▶ Directions for this task
Copy the entries below word for word, all of them, leaving out the pictures.

▶ Raw records
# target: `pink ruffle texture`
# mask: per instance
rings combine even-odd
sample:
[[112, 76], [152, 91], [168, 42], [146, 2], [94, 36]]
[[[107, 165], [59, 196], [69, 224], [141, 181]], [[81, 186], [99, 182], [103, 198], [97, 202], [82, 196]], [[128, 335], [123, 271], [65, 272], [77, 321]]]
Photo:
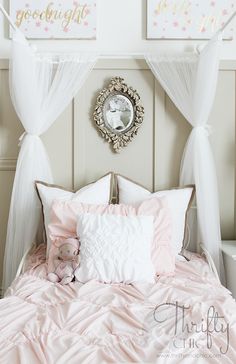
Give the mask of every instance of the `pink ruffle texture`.
[[[62, 286], [49, 282], [46, 263], [38, 262], [34, 258], [0, 300], [1, 364], [235, 362], [235, 301], [199, 256], [177, 262], [174, 277], [137, 285]], [[229, 325], [228, 345], [227, 333], [216, 328], [211, 327], [209, 348], [203, 330], [182, 331], [176, 302], [189, 307], [184, 318], [189, 327], [205, 322], [214, 307], [223, 326]]]
[[[51, 210], [49, 231], [52, 241], [58, 237], [76, 235], [77, 216], [81, 213], [113, 215], [154, 216], [154, 239], [151, 249], [152, 262], [158, 275], [171, 275], [175, 270], [175, 257], [170, 247], [171, 215], [165, 197], [145, 200], [139, 207], [129, 205], [89, 205], [77, 201], [55, 201]], [[56, 249], [52, 244], [49, 252], [49, 271], [53, 270], [51, 257]]]

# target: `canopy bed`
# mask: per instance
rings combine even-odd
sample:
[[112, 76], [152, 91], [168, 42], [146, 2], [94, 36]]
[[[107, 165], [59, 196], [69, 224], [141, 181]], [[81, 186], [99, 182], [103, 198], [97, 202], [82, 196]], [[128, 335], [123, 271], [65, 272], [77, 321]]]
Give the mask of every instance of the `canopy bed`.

▶ Result of this exercise
# target: `pink ruffle texture`
# mask: per instance
rings combine even-odd
sample:
[[112, 76], [152, 91], [168, 42], [146, 2], [94, 36]]
[[[107, 165], [59, 196], [69, 224], [141, 181]], [[81, 186], [99, 182], [103, 198], [97, 202], [82, 196]], [[128, 335], [123, 271], [65, 272], [77, 321]]]
Photo:
Give the mask of every instance of the `pink ruffle texture`.
[[[62, 286], [49, 282], [46, 263], [38, 262], [34, 258], [0, 300], [1, 364], [235, 362], [235, 301], [199, 256], [177, 262], [174, 277], [137, 285]], [[229, 325], [228, 345], [227, 333], [216, 328], [211, 327], [209, 348], [203, 330], [182, 331], [176, 302], [189, 307], [184, 318], [189, 327], [205, 322], [214, 307], [223, 326]]]
[[[51, 210], [49, 231], [52, 241], [58, 237], [76, 235], [77, 216], [81, 213], [113, 215], [154, 216], [154, 239], [151, 249], [152, 262], [158, 275], [171, 275], [175, 270], [175, 257], [170, 247], [171, 215], [165, 197], [145, 200], [139, 207], [129, 205], [89, 205], [77, 201], [55, 201]], [[56, 249], [52, 244], [49, 252], [49, 271], [53, 270], [51, 257]]]

# target: `canopy bed`
# mask: per instance
rings combine even-odd
sample:
[[112, 76], [152, 91], [168, 42], [146, 2], [94, 36]]
[[[107, 165], [59, 196], [69, 224], [141, 181]], [[81, 186], [99, 182], [103, 198], [97, 202], [82, 196]], [[128, 335], [123, 271], [65, 272], [77, 321]]]
Give the mask of every instance of the `canopy bed`.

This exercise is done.